Wednesday, April 1, 2015

What Choosing Finalists Says About Us


Back in December, my favorite thing about signing up for this class was I get to make a difference. Back home I’d been so involved in my community, and coming here as a freshman, I loved the idea of taking a class that pushed me right back into the world of volunteering and charity and taught me how to be a philanthropist. I loved how I would never be angry when we gave away the money. In my mind, we’d all be personifications of the word fierce, debating for hours back and forth on how to best save the world. In the end, the winners would rise out of the clouds of dust, and we’d all smile, because we’d have fought well and made a difference.

However, that’s not how my deliberations went. When we presented finalists, my group didn’t fight for hours or debate with righteous indignation; we sat in the Marketplace and picked names off the list that we could all agree on.  We used pretty clipart and bullet points. Everyone made very nice presentations that I couldn’t help but nod along to. Everything made a lot of sense, and I only asked one question which got a pretty complete answer. So I started to think, maybe we’re not gladiators. Maybe we won’t yell and scream and fight with metaphorical fists. Maybe we’ll all just agree on how to give. The collective decision-making process will be neat and organized, because we’ll all know it’s for great causes.
+===+
— Request —
In the post on choosing finalists, where did the writer's group sit while picking names off the list? None of the rows are needed.

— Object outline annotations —
+===+
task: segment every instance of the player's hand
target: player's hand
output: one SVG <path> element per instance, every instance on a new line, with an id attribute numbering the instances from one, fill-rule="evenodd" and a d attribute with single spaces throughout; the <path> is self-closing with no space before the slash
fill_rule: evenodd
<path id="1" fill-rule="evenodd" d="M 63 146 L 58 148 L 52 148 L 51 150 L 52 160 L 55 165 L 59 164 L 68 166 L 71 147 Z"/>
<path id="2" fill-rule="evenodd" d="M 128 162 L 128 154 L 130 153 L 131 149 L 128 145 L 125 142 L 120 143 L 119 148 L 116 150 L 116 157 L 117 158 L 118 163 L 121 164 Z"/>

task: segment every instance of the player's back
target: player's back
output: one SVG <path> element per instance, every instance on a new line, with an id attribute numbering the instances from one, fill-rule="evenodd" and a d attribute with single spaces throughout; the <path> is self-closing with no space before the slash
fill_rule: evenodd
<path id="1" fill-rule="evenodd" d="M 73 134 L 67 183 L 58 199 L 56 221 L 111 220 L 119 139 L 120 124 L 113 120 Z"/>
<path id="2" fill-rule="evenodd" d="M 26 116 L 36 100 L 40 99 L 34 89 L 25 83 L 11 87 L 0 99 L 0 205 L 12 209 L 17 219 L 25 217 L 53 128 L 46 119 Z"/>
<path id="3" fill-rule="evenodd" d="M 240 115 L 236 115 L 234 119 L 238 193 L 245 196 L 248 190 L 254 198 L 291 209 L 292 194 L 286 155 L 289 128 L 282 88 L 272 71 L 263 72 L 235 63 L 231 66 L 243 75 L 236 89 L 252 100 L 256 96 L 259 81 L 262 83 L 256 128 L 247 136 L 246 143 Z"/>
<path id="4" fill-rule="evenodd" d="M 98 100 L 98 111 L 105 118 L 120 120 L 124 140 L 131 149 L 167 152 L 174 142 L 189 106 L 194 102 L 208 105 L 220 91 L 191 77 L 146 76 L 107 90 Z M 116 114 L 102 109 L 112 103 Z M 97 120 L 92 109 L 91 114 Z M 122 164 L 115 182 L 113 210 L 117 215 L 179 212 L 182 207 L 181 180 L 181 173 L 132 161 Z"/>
+===+
— The result —
In the Marketplace.